> [EXTRACTED RECORDS]:
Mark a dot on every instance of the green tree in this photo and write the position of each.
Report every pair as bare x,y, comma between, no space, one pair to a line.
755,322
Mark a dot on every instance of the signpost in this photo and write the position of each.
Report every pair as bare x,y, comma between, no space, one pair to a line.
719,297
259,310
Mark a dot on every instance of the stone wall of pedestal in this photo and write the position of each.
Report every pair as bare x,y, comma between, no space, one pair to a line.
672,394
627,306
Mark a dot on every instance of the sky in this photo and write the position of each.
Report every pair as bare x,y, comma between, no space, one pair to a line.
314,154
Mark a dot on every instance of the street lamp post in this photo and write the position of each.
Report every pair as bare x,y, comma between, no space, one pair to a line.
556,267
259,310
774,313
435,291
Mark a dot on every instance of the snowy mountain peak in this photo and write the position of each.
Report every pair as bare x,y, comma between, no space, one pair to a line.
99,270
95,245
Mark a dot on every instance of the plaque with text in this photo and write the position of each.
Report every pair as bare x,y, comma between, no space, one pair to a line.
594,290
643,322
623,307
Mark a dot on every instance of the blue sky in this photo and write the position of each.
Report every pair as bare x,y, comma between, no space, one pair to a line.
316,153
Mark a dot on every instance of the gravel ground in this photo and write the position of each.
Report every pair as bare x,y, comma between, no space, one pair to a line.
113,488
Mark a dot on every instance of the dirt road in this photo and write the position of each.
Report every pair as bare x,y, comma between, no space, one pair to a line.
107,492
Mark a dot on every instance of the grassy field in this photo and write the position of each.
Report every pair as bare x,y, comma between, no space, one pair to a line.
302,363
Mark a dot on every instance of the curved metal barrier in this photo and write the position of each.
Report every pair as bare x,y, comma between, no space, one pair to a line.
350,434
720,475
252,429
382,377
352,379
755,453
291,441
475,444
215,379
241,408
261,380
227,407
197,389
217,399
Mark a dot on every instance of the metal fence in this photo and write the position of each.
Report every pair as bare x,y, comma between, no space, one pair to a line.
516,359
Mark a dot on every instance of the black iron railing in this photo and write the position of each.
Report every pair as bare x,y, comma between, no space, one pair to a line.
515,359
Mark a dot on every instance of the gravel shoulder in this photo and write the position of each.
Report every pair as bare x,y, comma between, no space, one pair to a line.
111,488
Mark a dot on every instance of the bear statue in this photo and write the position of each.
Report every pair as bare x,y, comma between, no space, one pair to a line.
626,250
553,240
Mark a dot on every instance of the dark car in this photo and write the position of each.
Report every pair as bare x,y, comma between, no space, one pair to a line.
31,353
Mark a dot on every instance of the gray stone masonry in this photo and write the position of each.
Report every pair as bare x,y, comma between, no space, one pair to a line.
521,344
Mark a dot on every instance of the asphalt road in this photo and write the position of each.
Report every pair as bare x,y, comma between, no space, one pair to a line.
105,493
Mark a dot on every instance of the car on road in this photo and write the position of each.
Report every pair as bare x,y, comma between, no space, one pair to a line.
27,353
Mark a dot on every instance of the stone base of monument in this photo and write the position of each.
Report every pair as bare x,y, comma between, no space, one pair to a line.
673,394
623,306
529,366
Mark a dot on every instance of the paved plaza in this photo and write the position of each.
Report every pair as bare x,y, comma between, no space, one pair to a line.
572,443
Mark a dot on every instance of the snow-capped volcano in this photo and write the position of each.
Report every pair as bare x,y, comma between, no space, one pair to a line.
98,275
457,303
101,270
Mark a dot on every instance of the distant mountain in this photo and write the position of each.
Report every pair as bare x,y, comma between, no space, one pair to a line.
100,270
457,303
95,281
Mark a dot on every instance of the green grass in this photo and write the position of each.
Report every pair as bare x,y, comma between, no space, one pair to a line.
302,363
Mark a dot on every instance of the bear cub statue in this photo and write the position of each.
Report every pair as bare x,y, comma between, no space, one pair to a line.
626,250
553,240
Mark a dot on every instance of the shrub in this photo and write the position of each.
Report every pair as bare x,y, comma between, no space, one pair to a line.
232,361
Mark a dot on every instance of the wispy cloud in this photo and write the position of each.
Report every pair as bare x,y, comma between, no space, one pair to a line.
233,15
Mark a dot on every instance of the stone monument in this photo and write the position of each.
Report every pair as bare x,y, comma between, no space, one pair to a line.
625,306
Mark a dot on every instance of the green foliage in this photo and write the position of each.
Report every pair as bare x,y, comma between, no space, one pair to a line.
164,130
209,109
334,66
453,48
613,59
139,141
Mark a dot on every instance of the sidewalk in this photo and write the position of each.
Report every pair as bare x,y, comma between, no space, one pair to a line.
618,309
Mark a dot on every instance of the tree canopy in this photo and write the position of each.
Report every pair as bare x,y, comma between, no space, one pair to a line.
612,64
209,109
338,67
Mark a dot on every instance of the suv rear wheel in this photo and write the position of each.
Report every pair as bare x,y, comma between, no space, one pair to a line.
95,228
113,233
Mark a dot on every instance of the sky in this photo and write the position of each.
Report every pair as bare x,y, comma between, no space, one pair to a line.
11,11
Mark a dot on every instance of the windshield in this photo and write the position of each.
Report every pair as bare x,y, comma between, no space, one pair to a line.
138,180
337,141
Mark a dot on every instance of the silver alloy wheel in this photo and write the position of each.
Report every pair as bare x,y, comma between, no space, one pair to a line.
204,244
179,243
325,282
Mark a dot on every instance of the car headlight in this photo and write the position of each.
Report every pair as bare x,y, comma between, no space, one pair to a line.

> [WHAT TO DO]: Repeat only the lines running from the line that contains "Mark a dot on every instance of the green foliage" through the last line above, inclusive.

> [FULL OUTPUT]:
Mark a dot on every instance of the green foliage in this photo and write the position of each.
Report every pair as bare x,y, comma between, no space, one pair to a line.
164,130
209,109
334,66
453,48
613,59
139,141
Mark a dot on every instance of the sidewalk in this photo and write the position of each.
Report every pair as bare x,y, comma between, no space, one pair to a line.
618,309
Mark a dot on every instance of the tree canopy in this photo and write the position of each.
Report every pair as bare x,y, comma between, no space, one pair to a line.
612,64
209,109
338,67
Mark a dot on every instance of the suv rear wheel in this photo and write the position of each.
Report every pair as bare x,y, comma between, no space, one pair to a line.
95,228
113,233
Mark a dot on every instance of the sky in this photo and write the position of each.
Report every pair as bare x,y, comma between, no space, one pair to a line.
11,11
Mark a dot on every instance of the windshield in this photo and write the position of each.
Report every pair as bare x,y, comma between, no space, one pair to a line.
138,180
337,141
Mark a dot on every instance of the silver alloy wheel in this photo and write the position of each.
Report every pair as bare x,y, comma between, no space, one pair to a line.
204,244
179,243
325,282
Mark a dot on every instance of the car headlight in this photo and write the position of each.
Report every pair as bare x,y, comma between, no space, one pair to a line.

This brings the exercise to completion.